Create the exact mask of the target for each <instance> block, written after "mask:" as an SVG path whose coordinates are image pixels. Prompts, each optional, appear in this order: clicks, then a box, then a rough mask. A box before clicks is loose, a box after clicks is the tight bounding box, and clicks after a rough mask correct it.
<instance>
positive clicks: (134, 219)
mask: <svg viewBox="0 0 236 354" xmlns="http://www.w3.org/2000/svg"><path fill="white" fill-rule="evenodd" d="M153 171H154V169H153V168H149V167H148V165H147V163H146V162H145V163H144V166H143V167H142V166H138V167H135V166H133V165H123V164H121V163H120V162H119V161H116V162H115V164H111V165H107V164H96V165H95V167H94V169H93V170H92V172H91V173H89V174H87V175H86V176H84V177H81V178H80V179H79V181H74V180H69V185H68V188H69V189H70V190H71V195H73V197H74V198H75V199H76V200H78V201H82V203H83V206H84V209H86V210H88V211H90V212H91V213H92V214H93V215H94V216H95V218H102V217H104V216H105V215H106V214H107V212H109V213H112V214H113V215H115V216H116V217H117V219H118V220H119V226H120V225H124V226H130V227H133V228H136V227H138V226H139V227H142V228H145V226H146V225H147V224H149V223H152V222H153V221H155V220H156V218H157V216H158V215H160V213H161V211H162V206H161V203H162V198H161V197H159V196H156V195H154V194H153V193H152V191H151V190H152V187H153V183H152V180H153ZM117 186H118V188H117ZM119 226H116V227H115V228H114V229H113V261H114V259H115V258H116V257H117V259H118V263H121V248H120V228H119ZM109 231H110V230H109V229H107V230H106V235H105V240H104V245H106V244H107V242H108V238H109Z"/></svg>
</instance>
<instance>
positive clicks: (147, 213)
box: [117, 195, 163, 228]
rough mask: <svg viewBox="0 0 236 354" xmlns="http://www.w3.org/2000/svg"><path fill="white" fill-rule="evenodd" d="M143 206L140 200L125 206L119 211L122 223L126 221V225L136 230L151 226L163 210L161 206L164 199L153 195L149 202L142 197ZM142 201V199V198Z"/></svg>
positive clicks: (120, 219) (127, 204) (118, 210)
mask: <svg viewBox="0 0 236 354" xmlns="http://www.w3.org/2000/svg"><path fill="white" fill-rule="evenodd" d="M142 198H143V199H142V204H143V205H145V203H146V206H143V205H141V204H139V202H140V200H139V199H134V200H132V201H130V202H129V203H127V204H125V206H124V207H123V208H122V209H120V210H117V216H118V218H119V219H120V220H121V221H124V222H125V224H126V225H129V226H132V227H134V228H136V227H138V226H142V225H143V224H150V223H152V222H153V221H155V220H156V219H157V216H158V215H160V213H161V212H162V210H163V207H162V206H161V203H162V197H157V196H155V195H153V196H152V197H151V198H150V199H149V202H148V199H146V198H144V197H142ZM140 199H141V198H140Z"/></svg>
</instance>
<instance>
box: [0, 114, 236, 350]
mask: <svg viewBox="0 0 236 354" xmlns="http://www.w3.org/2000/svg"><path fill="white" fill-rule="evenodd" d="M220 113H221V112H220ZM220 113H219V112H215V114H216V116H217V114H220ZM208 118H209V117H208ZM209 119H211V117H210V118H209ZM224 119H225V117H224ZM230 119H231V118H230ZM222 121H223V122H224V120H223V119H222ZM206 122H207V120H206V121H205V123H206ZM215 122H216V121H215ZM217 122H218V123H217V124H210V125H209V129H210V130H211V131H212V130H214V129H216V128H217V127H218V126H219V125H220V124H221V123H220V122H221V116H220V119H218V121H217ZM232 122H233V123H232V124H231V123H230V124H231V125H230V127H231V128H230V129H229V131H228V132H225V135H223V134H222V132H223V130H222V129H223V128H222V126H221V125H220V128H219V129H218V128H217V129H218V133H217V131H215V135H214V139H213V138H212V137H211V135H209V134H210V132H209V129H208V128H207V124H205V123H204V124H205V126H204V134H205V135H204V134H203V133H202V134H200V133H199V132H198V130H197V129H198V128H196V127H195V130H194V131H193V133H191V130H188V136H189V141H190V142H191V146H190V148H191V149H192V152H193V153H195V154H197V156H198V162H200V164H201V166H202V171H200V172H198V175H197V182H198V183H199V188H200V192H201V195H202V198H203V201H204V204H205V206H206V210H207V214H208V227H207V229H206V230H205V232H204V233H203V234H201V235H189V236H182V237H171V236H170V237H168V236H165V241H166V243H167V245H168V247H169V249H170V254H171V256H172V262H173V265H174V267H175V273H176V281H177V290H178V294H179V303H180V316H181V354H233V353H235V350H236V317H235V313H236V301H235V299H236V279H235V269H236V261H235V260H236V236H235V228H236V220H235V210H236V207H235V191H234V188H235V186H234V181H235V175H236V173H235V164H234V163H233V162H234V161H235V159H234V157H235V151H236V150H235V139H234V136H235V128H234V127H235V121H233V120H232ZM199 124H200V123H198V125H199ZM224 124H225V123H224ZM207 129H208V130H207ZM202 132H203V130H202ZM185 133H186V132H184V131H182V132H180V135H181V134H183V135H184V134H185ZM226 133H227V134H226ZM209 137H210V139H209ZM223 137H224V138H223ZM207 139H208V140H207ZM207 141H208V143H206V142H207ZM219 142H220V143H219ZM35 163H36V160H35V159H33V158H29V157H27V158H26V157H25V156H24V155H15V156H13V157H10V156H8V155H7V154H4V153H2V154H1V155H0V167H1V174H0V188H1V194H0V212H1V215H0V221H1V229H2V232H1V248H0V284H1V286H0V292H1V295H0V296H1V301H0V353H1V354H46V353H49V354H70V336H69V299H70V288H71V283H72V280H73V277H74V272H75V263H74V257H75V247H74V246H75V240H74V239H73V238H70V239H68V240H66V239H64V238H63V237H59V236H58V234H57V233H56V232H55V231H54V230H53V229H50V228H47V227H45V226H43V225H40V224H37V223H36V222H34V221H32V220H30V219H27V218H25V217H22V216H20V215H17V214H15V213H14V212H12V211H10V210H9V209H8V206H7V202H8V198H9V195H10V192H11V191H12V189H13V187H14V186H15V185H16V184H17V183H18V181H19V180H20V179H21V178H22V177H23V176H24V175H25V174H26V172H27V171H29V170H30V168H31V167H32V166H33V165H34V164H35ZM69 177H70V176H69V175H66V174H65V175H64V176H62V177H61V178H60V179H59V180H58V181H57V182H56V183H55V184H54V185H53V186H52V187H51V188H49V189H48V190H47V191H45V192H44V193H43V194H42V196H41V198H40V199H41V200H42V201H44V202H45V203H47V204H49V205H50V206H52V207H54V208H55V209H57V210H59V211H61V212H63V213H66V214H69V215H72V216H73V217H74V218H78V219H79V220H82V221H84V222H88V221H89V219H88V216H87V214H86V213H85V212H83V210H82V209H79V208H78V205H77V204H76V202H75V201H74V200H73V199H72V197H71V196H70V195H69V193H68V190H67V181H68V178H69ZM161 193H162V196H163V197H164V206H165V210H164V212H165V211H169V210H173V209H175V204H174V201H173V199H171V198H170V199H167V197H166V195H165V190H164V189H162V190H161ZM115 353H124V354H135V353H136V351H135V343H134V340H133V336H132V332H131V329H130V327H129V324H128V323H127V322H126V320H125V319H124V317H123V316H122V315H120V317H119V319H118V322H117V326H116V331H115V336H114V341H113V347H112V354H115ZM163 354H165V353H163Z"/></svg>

===

WORK ITEM: Every line that contains the string "rough" should be copied from the entries.

RESPONSE FOR THIS EXERCISE:
Create the exact mask of the target for each <instance> block, written after "mask:" as an SVG path whose coordinates are image pixels. Prompts, each optional, appear in this order: clicks, then a box, then a rough mask. A box before clicks is loose, a box after clicks is the tight bounding box, and clicks after a rough mask correct it.
rough mask: <svg viewBox="0 0 236 354" xmlns="http://www.w3.org/2000/svg"><path fill="white" fill-rule="evenodd" d="M143 206L140 200L125 206L119 211L122 223L126 221V225L136 230L151 226L163 210L161 206L164 199L153 195L149 202L142 197ZM142 201V199V198Z"/></svg>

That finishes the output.